▸ **Entries from an annotation dataset**
▼
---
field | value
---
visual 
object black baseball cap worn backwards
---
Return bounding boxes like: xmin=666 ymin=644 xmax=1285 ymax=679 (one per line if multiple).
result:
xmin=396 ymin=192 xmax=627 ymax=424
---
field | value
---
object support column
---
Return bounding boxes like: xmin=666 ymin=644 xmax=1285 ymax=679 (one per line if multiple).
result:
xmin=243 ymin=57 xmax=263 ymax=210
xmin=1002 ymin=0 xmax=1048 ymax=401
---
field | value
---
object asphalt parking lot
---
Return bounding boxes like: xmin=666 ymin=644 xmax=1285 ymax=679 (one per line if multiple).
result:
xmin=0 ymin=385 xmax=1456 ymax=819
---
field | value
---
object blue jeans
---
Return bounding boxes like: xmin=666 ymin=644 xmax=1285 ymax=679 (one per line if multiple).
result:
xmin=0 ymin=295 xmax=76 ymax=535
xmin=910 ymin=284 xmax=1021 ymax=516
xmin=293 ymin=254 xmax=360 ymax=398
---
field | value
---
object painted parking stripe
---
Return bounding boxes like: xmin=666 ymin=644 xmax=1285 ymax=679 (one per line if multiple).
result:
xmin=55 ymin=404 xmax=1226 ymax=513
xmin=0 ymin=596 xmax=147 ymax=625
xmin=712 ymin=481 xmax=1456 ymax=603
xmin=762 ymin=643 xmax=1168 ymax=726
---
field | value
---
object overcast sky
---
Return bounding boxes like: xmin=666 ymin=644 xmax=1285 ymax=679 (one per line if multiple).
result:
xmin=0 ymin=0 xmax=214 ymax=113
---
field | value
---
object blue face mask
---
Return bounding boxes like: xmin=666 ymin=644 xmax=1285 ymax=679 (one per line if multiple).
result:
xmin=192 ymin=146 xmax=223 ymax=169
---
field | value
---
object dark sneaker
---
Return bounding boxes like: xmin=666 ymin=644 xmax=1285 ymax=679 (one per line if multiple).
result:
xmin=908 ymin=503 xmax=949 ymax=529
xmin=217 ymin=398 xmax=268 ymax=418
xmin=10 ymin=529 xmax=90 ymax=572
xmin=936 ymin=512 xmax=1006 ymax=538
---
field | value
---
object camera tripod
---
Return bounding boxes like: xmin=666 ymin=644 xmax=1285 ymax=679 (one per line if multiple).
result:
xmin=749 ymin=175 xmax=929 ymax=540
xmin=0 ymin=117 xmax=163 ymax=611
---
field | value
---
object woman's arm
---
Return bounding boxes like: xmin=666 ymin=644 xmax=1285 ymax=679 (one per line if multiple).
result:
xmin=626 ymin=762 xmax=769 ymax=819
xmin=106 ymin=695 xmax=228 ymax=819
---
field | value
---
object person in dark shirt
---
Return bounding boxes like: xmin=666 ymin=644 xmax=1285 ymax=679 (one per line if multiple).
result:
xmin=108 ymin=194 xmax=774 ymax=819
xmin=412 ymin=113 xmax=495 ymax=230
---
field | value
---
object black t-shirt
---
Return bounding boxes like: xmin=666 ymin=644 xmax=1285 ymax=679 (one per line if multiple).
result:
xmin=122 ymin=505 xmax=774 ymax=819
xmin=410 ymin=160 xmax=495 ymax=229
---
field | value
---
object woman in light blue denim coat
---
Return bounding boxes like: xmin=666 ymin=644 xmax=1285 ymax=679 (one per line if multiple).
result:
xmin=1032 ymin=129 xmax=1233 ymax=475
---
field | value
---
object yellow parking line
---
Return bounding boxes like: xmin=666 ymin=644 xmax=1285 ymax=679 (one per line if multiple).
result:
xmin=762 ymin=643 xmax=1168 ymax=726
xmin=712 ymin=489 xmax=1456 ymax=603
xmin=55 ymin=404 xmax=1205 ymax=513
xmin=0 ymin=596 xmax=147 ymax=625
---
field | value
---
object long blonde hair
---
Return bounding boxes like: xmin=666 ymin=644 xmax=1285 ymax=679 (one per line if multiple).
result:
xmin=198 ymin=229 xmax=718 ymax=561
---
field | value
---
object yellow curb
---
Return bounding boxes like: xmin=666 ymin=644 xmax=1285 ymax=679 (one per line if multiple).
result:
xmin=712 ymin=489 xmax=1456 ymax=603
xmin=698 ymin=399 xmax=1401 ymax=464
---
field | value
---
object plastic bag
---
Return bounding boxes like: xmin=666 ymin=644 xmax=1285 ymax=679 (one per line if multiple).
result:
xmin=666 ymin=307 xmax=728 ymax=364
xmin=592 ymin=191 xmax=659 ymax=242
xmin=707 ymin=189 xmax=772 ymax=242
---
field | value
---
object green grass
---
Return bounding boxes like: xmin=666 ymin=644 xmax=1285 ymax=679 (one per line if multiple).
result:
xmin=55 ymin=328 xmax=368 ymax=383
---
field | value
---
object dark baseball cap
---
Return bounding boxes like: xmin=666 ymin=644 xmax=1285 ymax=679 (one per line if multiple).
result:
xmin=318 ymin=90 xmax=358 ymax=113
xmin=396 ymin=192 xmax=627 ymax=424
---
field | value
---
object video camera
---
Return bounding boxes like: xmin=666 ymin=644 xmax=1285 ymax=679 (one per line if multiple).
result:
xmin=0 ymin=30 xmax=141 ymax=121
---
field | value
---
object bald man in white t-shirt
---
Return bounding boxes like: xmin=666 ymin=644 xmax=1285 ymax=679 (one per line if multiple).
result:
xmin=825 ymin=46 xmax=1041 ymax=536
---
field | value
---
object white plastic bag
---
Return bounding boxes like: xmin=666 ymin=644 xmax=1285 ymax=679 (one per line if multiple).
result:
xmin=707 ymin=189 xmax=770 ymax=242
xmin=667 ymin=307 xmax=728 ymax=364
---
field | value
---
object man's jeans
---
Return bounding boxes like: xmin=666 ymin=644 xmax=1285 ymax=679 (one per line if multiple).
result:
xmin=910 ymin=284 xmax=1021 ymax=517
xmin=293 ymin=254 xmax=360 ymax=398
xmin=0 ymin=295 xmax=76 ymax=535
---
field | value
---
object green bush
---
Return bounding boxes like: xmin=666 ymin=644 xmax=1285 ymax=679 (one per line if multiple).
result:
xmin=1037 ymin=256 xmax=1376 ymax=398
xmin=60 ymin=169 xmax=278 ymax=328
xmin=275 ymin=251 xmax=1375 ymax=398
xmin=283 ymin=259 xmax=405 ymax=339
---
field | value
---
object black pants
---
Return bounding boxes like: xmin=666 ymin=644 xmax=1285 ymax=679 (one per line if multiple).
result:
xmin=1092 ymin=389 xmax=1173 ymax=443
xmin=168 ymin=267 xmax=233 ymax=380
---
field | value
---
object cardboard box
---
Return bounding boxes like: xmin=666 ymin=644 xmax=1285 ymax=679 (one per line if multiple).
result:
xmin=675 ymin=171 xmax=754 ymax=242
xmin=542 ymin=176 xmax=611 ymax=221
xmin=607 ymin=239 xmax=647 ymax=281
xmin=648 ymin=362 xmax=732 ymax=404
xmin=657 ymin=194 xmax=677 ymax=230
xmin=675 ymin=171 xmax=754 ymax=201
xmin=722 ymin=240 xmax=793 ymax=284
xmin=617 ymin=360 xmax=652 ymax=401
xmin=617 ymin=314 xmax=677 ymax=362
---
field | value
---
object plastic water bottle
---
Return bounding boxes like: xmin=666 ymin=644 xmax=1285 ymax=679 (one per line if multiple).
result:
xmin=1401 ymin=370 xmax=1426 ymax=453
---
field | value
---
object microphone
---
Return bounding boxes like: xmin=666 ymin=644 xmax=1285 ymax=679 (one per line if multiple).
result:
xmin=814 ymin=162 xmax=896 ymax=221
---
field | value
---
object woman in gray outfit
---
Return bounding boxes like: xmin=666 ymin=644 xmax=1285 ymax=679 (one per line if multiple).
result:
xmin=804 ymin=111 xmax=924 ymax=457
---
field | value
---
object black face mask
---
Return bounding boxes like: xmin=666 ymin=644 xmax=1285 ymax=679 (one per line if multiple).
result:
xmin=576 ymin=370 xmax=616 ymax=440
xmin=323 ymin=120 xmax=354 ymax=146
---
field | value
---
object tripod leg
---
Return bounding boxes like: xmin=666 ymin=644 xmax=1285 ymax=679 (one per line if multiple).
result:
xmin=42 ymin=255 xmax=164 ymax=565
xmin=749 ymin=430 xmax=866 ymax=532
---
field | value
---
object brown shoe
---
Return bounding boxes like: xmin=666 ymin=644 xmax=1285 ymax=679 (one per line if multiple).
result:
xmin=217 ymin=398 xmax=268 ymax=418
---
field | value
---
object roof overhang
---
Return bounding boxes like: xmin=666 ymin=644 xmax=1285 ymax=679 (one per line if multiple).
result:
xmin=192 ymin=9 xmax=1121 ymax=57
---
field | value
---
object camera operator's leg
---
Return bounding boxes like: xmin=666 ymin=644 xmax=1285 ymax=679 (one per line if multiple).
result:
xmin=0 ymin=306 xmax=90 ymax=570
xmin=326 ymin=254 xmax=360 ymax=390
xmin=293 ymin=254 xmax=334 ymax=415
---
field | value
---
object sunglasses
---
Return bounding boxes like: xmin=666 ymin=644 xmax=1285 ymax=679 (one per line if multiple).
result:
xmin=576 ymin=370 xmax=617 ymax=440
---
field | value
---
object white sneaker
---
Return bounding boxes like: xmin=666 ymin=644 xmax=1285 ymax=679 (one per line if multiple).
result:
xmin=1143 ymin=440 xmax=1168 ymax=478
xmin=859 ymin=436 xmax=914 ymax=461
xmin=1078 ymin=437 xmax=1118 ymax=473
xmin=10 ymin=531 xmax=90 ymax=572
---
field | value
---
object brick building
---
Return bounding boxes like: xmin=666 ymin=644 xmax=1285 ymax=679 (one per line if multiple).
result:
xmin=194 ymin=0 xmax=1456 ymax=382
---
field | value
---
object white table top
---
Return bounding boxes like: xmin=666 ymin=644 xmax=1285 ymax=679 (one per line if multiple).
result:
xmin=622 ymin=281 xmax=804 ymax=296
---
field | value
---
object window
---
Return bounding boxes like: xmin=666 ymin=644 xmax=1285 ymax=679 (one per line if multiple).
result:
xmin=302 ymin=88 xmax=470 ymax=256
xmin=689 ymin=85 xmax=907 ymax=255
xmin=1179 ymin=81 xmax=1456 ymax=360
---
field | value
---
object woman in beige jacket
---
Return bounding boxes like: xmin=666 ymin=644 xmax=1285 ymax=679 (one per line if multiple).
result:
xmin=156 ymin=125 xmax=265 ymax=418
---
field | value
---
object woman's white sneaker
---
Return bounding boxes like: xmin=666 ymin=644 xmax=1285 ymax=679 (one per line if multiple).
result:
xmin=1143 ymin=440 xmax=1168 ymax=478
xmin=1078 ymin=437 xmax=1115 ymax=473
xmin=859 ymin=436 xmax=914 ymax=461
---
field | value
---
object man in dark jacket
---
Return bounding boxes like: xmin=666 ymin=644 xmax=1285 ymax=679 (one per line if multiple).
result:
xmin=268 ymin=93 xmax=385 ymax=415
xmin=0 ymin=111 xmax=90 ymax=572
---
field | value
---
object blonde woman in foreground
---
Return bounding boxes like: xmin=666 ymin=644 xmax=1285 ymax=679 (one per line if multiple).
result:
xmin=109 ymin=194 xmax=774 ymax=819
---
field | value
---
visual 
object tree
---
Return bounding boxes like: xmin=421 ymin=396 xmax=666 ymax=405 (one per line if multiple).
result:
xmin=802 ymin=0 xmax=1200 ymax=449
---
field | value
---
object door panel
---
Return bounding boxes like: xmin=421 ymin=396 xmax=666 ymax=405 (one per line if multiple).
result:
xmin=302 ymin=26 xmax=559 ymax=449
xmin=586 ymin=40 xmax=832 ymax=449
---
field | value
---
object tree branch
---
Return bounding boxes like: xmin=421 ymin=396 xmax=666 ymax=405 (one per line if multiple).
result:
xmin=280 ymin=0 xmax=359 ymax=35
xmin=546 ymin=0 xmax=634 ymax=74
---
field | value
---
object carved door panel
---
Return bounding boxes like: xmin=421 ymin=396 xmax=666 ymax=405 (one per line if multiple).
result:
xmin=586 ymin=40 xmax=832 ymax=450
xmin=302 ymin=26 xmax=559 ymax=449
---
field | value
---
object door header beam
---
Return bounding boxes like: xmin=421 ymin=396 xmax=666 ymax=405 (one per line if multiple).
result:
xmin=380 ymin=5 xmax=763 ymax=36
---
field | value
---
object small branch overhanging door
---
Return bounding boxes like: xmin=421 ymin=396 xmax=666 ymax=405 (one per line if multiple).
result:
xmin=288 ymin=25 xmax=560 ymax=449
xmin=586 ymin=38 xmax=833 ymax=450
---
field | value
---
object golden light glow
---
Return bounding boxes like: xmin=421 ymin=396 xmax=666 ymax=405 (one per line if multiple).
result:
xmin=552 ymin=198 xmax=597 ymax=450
▲
Rewrite the records from the start through the line containing "xmin=0 ymin=385 xmax=1456 ymax=819", replacing "support column" with "vertical post" and leaving everything else unchanged.

---
field | value
---
visual 
object black baseball cap worn backwards
---
Return bounding boxes like: xmin=666 ymin=644 xmax=1285 ymax=679 (one per line if multiple).
result:
xmin=396 ymin=192 xmax=627 ymax=424
---
field | value
---
object vertical post
---
Return bounding boxes like: xmin=666 ymin=644 xmax=1285 ymax=679 (one per line if multiple).
result:
xmin=243 ymin=57 xmax=263 ymax=210
xmin=1002 ymin=0 xmax=1048 ymax=401
---
field | value
---
object asphalt parking lot
---
Return bounding boxes like: xmin=666 ymin=644 xmax=1285 ymax=679 (one per line if multiple).
result:
xmin=0 ymin=385 xmax=1456 ymax=819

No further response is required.